However, since Banias (after Yonah) and subsequently in Core, the first two of these micro-ops can be fused. This is called micro-op fusion. The pre-decode stage recognizes that these macro-ops can be kept together by using smarter but larger circuitry without lowering the clock frequency. Again, op fusion helps in more ways than one – more throughput, less pressure on buffers, higher efficiency and better performance. Alongside this simple example of memory address addition, micro-op fusion can play heavily in SSE/SSE2 operations as well. This is primarily where Core had an advantage over AMD’s K8.

AMD’s definitions of macro-ops and micro-ops differ to that of Intel, which makes it a little confusing when comparing the two:

However, as mentioned above, AMD’s K8 has three complex decoders compared to Core’s 3 simple + 1 complex decoder arrangement. We also mentioned that simple decoders are smaller, use less power, and spit out one Intel micro-op per incoming variable length instruction. AMD K8 decoders on the other hand are dual purpose: it can implement Direct Path decoding, which is kind of like Intel’s simple decoder, or Vector decoding, which is kind of like Intel’s complex decoder. In almost all circumstances, the Direct Path is preferred as it produces fewer ops, and it turns out most instructions go down the Direct Path anyway, including floating point and SSE instructions in K8, resulting in fewer instructions over K7.

While extremely powerful in what they do, AMD’s limitation for K8, compared to Intel’s Core, is two-fold. AMD cannot perform Intel’s version of macro-op fusion, and so where Intel can pack one fused instruction to increase decode throughput such as the load and execute operations in SSE, AMD has to rely on two instructions. The next factor is that by virtue of having more decoders (4 vs 3), Intel can decode more per cycle, which expands with macro-op fusion – where Intel can decode five instructions per cycle, AMD is limited to just three.
┄┄┄┄┄┄┄┄┄┄
OBJECTIVE 1: Reproduce the records with "cluster of reeds" swapped for "patch of cattails", keeping everything else the same.
OBJECTIVE 2: Write the next part of the text comparing Intel Core and AMD K8 instruction decoding, picking up after its final sentence.
The records have no connection to the text on CPU instruction decoding.
┄┄┄┄┄┄┄┄┄┄
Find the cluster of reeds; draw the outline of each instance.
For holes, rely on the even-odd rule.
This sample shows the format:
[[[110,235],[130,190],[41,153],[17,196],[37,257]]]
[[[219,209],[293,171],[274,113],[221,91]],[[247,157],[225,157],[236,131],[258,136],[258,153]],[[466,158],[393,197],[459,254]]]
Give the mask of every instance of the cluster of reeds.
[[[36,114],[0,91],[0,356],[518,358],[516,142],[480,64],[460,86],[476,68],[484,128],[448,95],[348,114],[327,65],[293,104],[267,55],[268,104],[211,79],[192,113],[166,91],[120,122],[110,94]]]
┄┄┄┄┄┄┄┄┄┄
WRITTEN REPLY 1:
Find the patch of cattails; draw the outline of each instance.
For holes, rely on the even-odd rule.
This sample shows the format:
[[[110,235],[130,190],[41,153],[17,196],[37,257]]]
[[[219,209],[293,171],[274,113],[221,91]],[[247,157],[225,157],[236,131],[258,136],[258,153]],[[466,158],[393,197],[459,254]]]
Give the mask of every instance of the patch of cattails.
[[[36,114],[0,91],[0,356],[518,358],[516,142],[480,64],[460,86],[476,68],[484,128],[448,95],[348,114],[327,65],[293,104],[267,55],[268,104],[211,79],[192,113],[166,91],[120,122],[110,94]]]

WRITTEN REPLY 2:
As Johan pointed out in the original article, this makes it hard for AMD’s K8 to have had an advantage here. It would require three instructions to be fetched for the complex decoder on Intel, but not kick in the microcode sequencer. Since the most frequent x86 instructions map to one Intel micro-op, this situation is pretty unlikely.



Core: Out of Order and Execution

After Prefetch, Cache and Decode comes Order and Execution. Without rehashing discussions of in-order vs. out-of-order architectures, typically a design with more execution ports and a larger out-of-order reorder buffer/cache can sustain a higher level of instructions per clock as long as the out-of-order buffer is smart, data can continuously be fed, and all the execution ports can be used each cycle. Whether having a super-sized core is actually beneficial to day-to-day operations in 2016 is an interesting point to discuss, during 2006 and the Core era it certainly provided significant benefits.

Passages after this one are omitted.